*What is needed*
Rescale the lines from the one containing "the cockpit window" through the end of the listing, both included: write them out again, requests too, with every coordinate in the answers multiplied by 2.4 and rounded to a whole number, halves rounded up.

*Material provided*
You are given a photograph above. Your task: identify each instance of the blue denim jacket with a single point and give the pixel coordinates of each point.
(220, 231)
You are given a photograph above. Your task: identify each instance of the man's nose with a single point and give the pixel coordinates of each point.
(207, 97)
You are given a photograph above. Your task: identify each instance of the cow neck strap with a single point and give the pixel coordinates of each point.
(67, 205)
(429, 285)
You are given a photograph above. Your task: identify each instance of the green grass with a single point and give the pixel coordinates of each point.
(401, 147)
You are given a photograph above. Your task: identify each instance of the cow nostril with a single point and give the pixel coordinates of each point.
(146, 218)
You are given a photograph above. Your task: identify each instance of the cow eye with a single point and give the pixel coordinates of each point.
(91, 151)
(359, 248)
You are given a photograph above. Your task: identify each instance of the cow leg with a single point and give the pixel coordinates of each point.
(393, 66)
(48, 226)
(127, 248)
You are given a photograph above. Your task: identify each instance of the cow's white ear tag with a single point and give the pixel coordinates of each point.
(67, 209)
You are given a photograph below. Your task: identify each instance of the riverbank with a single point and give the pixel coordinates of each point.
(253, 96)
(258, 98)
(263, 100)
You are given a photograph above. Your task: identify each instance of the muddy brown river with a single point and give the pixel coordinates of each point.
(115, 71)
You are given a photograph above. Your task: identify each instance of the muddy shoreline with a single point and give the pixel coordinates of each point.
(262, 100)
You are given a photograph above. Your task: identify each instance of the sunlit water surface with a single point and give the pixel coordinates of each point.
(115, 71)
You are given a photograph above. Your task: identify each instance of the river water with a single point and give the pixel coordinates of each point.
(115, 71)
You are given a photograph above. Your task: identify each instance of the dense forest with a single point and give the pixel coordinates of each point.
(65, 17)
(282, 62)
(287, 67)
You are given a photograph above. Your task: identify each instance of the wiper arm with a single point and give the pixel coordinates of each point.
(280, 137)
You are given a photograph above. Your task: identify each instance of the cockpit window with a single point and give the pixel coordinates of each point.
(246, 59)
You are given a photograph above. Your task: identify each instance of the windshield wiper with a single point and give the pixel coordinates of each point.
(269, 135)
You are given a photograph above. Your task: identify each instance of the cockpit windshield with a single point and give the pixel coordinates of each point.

*Result of this task*
You are given a photograph above. Your task: identify each instance of the cockpit window with a single point and give the pixel coordinates of each point.
(590, 142)
You are given a photograph above. Your task: identify each instance of the windshield wiper with a single point and give the pixel coordinates of each point.
(646, 324)
You are given a photograph above. Your task: identify each instance of the cockpit windshield with a single point and give the pixel coordinates of each point.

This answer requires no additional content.